◆ **Written task**
All of the records below should be output exactly.

◆ **Object position labeling entries**
/---

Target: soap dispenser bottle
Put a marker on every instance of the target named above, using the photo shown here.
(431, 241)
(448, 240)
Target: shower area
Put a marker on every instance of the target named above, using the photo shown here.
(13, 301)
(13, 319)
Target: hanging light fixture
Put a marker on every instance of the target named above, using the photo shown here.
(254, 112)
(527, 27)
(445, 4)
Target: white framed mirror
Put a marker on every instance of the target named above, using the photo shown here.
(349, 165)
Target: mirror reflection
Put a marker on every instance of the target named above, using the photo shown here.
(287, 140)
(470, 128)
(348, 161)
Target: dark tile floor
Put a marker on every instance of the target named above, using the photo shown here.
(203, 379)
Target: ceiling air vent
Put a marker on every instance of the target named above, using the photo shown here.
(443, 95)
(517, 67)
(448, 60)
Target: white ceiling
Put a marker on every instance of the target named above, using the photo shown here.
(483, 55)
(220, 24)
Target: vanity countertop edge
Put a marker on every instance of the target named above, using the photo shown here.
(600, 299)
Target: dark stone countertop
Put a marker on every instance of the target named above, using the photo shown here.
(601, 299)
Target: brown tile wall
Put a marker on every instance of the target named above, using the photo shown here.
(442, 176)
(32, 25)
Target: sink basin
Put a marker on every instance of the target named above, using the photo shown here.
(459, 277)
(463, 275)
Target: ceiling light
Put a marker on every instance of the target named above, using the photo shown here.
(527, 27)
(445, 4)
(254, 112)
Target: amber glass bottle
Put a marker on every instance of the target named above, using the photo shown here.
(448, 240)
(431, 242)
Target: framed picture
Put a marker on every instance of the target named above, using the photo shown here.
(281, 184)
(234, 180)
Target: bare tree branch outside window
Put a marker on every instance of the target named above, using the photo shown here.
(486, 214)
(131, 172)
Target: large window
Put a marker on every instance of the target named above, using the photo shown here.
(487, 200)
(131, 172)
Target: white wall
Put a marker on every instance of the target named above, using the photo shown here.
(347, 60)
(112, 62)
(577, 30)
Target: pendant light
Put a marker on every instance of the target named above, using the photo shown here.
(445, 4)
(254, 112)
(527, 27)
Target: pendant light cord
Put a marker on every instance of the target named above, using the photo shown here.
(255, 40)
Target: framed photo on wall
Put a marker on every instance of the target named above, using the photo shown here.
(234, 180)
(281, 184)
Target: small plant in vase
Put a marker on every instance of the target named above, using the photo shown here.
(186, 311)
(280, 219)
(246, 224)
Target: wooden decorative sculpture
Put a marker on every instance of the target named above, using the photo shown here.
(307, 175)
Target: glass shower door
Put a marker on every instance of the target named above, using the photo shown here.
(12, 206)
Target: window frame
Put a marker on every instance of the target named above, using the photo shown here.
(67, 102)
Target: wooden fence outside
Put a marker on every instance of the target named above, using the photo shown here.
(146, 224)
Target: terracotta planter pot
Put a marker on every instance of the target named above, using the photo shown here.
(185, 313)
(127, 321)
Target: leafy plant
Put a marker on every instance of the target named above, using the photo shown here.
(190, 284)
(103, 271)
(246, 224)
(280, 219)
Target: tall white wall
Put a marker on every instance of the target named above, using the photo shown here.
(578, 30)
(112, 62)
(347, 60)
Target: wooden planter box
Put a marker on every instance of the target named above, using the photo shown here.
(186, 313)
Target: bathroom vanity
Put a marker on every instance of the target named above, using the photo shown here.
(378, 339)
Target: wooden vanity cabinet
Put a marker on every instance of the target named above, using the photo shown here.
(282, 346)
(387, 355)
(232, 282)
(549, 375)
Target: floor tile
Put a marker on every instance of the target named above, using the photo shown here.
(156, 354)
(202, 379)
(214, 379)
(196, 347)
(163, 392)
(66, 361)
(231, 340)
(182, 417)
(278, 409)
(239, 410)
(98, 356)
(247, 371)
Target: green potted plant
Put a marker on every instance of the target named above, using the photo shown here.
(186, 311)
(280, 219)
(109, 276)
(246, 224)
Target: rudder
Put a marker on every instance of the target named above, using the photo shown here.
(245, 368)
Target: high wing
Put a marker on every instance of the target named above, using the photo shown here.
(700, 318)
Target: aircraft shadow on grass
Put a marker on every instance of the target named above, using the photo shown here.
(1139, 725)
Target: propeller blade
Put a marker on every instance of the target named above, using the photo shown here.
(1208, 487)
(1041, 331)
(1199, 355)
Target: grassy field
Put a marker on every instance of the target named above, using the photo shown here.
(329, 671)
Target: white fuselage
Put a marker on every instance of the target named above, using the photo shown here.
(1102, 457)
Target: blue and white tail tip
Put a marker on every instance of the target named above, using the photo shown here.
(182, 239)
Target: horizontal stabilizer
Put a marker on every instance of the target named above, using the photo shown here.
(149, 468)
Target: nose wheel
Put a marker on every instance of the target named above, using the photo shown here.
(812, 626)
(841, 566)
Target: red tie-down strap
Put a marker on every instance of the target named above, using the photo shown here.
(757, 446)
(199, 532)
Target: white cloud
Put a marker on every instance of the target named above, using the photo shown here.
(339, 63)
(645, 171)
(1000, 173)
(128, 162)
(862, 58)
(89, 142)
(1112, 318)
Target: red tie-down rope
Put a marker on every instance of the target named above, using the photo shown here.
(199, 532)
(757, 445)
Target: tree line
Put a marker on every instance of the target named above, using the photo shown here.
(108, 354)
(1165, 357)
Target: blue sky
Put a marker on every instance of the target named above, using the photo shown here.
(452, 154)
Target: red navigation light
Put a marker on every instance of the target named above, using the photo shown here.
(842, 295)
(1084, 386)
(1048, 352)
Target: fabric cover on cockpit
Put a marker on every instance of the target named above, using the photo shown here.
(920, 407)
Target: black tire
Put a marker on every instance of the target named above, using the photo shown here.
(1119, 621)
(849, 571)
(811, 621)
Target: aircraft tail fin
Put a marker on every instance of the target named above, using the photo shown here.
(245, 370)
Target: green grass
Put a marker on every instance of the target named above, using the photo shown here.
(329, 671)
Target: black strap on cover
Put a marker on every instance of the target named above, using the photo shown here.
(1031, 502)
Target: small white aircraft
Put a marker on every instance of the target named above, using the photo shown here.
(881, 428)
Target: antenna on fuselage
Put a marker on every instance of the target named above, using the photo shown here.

\---

◆ **Exercise response**
Target: soap dispenser bottle
Put a marker on every instance of the target named above, using the photo shown here.
(431, 241)
(448, 240)
Target: shower area
Put a marker on every instance of the target named above, using the photo shown here.
(13, 301)
(13, 319)
Target: hanging light fixture
Put a marker on every instance of the target named above, using the photo shown here.
(254, 112)
(527, 27)
(445, 4)
Target: white framed mirror
Put a marker on every instance of the target named above, using the photo shown here.
(349, 165)
Target: mirror reflection
Put a marker on every instance of the target named above, using the photo shown here.
(287, 140)
(470, 128)
(348, 161)
Target: dark tile floor
Put a marker on every instance of the target named above, using the photo shown here.
(203, 379)
Target: ceiling air vent
Put a marker on every instance of the target named above, using the photo shown here.
(443, 95)
(517, 67)
(448, 60)
Target: white ceiling
Put a marker on every instance of the target named above, using the photo shown here.
(483, 55)
(220, 24)
Target: vanity countertop edge
Put a marker on every instance of the target named above, using the photo shown here.
(600, 299)
Target: dark stone countertop
Put a marker on every instance of the target named above, using the photo shown here.
(601, 299)
Target: brown tile wall
Put a marker on every instance of the target named above, using the photo shown here.
(442, 176)
(32, 25)
Target: sink basin
Put a marker on every instance of the target named above, using the photo shown here.
(459, 277)
(463, 275)
Target: ceiling light
Put a marker on every instance of the target named above, using the photo shown here.
(527, 27)
(445, 4)
(254, 112)
Target: amber glass bottle
Put a marker on every instance of the target named above, using the photo shown here.
(448, 240)
(431, 242)
Target: framed picture
Put a marker on every instance of the target named above, using the photo shown here.
(281, 184)
(234, 180)
Target: bare tree branch outside window
Put a marker on every instance of the target named above, using the photo shown here.
(486, 214)
(131, 172)
Target: large window
Put a marker on every instance of the target named above, using the photo shown here.
(487, 200)
(131, 172)
Target: white wall
Put a marker on every instance of the target named above, using the photo shown here.
(347, 60)
(112, 62)
(577, 30)
Target: pendant light
Put a marker on every instance of the target named above, using the photo shown here.
(445, 4)
(254, 112)
(527, 27)
Target: pendant light cord
Put a marker on every instance of the target named above, using the photo shown here.
(255, 40)
Target: framed photo on wall
Put a marker on every instance of the target named above, using the photo shown here.
(234, 180)
(281, 184)
Target: small plant in vase
Put a marker on every instance of the target named above, using the photo shown here.
(186, 311)
(280, 219)
(246, 224)
Target: wooden decorative sculpture
Put a marker on every instance of the target named above, using the photo shown here.
(307, 175)
Target: glass shower door
Put a marker on every instance of the target named above, using the photo shown here.
(12, 206)
Target: window frame
Put a marker on every instance of the target named above, using the photo shown here.
(67, 102)
Target: wooden fence outside
Put a marker on every instance of the target named above, using the photo shown here.
(146, 224)
Target: terracotta planter pot
Put a marker on every instance of the target named above, using the photo shown here.
(185, 313)
(127, 321)
Target: leafy plant
Put a marker on every instance of the target named above, using the photo shown here.
(190, 284)
(103, 271)
(246, 224)
(280, 219)
Target: tall white wall
Put a marker on every instance of the target named above, using the photo shown here.
(578, 30)
(112, 62)
(347, 60)
Target: wooden planter box
Put a marker on every instance of the target named above, using the photo shown here.
(186, 313)
Target: bathroom vanity
Put a marker on every instance of the target named above, using the photo shown here.
(378, 339)
Target: wooden vanity cabinet
Put a marker on every instance of the target named above, using the photo shown here.
(282, 346)
(387, 355)
(232, 282)
(549, 375)
Target: floor tile
Put a marker on every instance of the target named above, using the photo shown here.
(156, 354)
(202, 379)
(214, 379)
(196, 347)
(163, 392)
(66, 361)
(231, 340)
(182, 417)
(278, 409)
(239, 410)
(98, 356)
(247, 371)
Target: green potted plant
Put a marker on every instance of the target named above, using the photo shown here.
(186, 311)
(280, 219)
(109, 276)
(246, 224)
Target: rudder
Put a marker on every instance of the target named above, using the photo shown here.
(245, 368)
Target: high wing
Put a marker on every instance of the target named above, using the photo shown here.
(700, 318)
Target: aircraft shadow on grass
Put a marker on every instance of the target named above, using the photo shown here.
(1139, 725)
Target: propeller blade
Put a marker on every instance of the target named above, using the photo shown here.
(1208, 487)
(1041, 331)
(1199, 355)
Target: grassy field
Put a marker on every instance of the target named above, using the photo shown here.
(329, 671)
Target: white fuselage
Put a marker on every instance of the target named above, using the photo shown here.
(1102, 457)
Target: blue and white tail tip
Put a marker on every instance of the target named above, using the photo shown here.
(182, 239)
Target: horizontal stabilizer
Put a marker on every instance of the target named above, using the photo shown here.
(149, 468)
Target: nose wheel
Put a marker on every instance of the target named above, using the photo shown here.
(812, 626)
(841, 566)
Target: red tie-down strap
Put a marker on every instance of the target named above, using the photo shown here.
(757, 446)
(199, 532)
Target: white cloud
Put a marker on every instance of the target named above, using the photo shown here.
(339, 63)
(645, 171)
(1000, 173)
(128, 162)
(862, 58)
(89, 142)
(1112, 318)
Target: red tie-down rope
Put a marker on every instance of the target named above, using the photo shown here.
(199, 532)
(757, 445)
Target: tree line
Put a marker on every instance of the target named above, using the photo shown here.
(108, 354)
(1165, 357)
Target: blue sky
Put a marker on every instance of the target named above, using the photo shown here.
(452, 154)
Target: red navigation light
Put a marker on every instance of the target named above, using the photo shown here.
(842, 295)
(1084, 386)
(1048, 352)
Target: fabric cover on cockpit
Put a marker on every instance of the target named above, using the photo shown here.
(920, 407)
Target: black tire
Put a marker on every instance of the target named above, using the photo shown here.
(1119, 621)
(849, 571)
(811, 621)
Target: aircraft tail fin
Put a marker on every instance of the target named above, using the photo shown here.
(245, 370)
Target: green grass
Put a marker on every instance of the target named above, using the photo shown here.
(329, 671)
Target: black strap on cover
Put a marker on every instance of the target named above, using the photo shown here.
(1031, 502)
Target: small white aircraft
Put a marker on every instance of the target named above, using the photo shown here.
(881, 428)
Target: antenna on fuselage
Put a marker on every instance of the target named above, using the photo shown here.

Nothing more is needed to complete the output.